***** Task input *****

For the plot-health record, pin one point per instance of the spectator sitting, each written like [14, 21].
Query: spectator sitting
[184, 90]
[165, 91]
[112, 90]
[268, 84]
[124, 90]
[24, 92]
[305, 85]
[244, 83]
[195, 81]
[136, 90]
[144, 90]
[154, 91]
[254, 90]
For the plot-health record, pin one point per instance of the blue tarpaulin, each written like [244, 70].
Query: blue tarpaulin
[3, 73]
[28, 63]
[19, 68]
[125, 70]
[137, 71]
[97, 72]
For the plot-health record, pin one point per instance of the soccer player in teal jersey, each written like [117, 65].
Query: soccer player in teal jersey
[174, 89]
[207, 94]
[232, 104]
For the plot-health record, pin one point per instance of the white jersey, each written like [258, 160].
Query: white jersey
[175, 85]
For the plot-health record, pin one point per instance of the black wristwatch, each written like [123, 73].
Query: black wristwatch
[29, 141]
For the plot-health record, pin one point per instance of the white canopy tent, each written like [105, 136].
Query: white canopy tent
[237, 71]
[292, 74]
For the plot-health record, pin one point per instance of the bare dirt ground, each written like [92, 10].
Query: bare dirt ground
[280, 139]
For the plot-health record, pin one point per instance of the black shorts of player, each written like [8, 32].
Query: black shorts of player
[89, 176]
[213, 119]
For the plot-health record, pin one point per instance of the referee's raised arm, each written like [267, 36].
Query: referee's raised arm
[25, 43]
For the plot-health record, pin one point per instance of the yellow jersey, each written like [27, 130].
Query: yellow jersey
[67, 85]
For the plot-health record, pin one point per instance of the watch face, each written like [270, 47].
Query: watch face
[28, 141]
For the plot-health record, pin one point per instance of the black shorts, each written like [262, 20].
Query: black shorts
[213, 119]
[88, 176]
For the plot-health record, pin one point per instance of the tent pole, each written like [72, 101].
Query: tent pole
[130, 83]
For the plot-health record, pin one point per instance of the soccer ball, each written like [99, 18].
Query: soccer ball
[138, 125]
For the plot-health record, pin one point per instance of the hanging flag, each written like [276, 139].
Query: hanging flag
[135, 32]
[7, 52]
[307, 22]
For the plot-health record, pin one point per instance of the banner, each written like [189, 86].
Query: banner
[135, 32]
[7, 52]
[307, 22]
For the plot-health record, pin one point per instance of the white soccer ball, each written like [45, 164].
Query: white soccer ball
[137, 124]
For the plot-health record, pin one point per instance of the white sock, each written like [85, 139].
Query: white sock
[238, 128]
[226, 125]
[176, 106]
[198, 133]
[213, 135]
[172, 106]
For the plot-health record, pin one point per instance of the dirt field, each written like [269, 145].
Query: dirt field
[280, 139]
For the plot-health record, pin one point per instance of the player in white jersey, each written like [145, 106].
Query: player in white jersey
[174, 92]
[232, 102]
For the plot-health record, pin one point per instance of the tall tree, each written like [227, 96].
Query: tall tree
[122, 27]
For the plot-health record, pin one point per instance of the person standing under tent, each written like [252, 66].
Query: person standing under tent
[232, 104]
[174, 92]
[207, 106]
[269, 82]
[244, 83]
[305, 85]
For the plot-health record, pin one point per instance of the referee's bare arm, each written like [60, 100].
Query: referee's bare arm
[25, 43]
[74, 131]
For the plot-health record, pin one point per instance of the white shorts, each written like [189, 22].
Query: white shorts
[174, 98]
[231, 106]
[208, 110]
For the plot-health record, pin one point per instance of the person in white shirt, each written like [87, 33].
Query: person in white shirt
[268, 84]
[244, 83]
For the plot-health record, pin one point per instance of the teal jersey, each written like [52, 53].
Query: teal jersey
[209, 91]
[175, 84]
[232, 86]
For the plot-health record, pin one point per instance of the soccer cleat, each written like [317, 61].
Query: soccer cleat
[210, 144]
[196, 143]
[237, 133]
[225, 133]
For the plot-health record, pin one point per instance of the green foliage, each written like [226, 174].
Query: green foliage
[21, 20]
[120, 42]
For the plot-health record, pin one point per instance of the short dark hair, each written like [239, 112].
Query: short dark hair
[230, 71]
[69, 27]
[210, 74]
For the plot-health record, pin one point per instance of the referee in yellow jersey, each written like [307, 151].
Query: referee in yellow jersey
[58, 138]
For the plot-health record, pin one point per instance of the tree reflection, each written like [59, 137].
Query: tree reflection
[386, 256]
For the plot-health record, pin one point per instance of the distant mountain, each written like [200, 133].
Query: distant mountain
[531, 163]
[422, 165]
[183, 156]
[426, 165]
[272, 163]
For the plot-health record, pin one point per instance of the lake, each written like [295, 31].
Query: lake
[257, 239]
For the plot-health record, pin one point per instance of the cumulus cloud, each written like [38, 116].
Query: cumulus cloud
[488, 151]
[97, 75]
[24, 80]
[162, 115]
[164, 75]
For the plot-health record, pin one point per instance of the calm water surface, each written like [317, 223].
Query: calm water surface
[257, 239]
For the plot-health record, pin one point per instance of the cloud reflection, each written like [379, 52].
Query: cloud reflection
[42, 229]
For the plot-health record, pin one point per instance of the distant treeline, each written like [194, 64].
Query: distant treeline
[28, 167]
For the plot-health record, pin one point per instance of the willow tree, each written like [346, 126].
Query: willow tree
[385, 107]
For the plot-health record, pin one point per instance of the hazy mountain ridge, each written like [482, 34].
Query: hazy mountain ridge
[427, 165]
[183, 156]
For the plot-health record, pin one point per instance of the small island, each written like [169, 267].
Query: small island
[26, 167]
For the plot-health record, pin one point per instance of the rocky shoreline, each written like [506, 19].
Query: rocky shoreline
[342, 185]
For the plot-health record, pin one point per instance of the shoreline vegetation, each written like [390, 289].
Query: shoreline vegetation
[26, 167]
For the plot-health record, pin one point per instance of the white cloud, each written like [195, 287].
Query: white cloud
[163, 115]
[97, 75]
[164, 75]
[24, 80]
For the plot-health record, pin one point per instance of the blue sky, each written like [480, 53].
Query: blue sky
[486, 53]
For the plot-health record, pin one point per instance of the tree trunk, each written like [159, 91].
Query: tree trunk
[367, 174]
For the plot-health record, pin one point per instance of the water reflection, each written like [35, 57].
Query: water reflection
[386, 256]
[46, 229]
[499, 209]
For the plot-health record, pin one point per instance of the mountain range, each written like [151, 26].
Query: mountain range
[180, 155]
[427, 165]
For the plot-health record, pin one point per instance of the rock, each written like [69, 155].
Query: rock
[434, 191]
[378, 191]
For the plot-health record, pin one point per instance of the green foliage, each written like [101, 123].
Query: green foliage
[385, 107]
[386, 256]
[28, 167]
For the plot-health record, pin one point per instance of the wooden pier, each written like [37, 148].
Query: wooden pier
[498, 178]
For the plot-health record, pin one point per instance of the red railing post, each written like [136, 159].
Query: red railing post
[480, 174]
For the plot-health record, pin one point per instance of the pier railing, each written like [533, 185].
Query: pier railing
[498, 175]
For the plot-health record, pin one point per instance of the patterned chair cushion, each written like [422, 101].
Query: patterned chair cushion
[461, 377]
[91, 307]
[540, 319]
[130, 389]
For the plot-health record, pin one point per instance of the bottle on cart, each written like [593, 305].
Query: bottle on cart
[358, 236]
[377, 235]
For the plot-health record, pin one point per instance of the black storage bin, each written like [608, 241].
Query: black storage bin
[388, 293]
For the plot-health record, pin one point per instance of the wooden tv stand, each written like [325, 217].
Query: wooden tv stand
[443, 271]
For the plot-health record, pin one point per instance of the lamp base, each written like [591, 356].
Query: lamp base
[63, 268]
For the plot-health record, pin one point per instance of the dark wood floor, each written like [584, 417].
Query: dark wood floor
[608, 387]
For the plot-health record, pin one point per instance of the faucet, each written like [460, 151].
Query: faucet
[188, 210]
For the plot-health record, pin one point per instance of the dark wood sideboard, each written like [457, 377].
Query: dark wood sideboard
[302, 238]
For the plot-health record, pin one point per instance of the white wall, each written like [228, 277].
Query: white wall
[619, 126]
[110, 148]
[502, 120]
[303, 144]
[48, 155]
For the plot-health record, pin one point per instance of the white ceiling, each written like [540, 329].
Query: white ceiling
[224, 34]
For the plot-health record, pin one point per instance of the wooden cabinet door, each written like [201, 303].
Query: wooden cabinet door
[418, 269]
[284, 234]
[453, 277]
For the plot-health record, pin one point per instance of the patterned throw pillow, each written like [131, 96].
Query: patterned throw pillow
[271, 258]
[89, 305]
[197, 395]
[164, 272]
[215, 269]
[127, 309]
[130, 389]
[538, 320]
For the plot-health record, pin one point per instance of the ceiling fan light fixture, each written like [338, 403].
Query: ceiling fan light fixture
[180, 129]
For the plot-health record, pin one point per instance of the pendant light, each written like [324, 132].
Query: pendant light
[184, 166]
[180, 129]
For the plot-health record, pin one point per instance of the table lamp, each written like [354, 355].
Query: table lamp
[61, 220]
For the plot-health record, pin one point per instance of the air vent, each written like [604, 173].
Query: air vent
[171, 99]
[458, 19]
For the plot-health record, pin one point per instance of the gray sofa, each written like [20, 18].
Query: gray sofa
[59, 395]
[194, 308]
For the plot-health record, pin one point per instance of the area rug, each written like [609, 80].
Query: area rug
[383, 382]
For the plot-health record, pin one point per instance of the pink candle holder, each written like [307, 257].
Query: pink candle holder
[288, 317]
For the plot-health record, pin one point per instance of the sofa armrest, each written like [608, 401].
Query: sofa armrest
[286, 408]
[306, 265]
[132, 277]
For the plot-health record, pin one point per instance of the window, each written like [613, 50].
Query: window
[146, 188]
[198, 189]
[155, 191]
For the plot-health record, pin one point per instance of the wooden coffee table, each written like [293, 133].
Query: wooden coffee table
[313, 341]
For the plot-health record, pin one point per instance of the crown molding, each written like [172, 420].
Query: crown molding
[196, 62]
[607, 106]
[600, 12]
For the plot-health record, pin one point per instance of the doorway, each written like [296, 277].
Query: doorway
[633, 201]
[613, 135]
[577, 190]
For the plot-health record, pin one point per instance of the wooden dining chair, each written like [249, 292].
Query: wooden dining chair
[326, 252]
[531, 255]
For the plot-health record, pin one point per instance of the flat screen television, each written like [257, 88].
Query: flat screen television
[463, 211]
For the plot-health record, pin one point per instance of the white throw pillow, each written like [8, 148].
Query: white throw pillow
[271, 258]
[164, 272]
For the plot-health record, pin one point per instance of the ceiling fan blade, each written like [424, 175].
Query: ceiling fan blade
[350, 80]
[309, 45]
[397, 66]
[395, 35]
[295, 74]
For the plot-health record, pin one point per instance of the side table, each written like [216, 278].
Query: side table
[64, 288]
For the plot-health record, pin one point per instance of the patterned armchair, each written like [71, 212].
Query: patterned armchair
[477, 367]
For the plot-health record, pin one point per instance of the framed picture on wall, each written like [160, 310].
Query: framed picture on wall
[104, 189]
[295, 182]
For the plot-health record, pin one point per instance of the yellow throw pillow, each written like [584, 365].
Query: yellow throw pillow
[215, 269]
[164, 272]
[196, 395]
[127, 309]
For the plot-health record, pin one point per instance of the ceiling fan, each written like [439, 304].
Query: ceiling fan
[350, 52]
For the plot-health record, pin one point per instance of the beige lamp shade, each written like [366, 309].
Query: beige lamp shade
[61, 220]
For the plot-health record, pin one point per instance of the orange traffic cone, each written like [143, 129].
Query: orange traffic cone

*****

> Problem details
Starting from the line containing "like [160, 310]." and ending with the final line of the data, reproduce each line exactly as it appears, including no other lines.

> Result for this task
For the plot-health record, pin one point per instance of the framed picture on wall, each written like [160, 310].
Query: framed picture on wall
[104, 189]
[295, 182]
For the plot-health record, pin one point per instance of the yellow throw pillow, each written like [584, 365].
Query: yellow throw pillow
[215, 269]
[164, 272]
[196, 395]
[127, 309]
For the plot-health record, pin one point per instance of the ceiling fan, each written like [439, 304].
Query: ceiling fan
[350, 52]
For the plot-health record, pin one point per instance of the beige lamp shade, each written like [366, 309].
Query: beige lamp shade
[61, 220]
For the plot-health record, pin one point per instance of the orange traffic cone, each written like [143, 129].
Query: orange traffic cone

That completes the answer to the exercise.